__Task details__
Transcribe the data below line for line, with no changes to any wording, number, or punctuation.

## START

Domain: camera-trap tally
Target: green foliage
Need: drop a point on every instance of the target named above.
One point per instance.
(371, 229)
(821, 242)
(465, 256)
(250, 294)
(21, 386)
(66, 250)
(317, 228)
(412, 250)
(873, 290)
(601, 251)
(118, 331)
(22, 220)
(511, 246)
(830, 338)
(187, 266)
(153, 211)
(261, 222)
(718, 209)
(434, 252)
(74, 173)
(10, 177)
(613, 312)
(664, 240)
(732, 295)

## END

__Correct answer__
Domain: camera-trap tally
Target: green foliage
Need: drop a point on every instance of the target named above.
One point per instance.
(371, 229)
(821, 242)
(465, 256)
(250, 294)
(21, 386)
(66, 250)
(317, 228)
(412, 250)
(873, 290)
(601, 251)
(118, 331)
(22, 220)
(511, 246)
(830, 338)
(187, 266)
(153, 211)
(261, 222)
(718, 209)
(434, 252)
(74, 173)
(10, 177)
(613, 312)
(664, 240)
(732, 295)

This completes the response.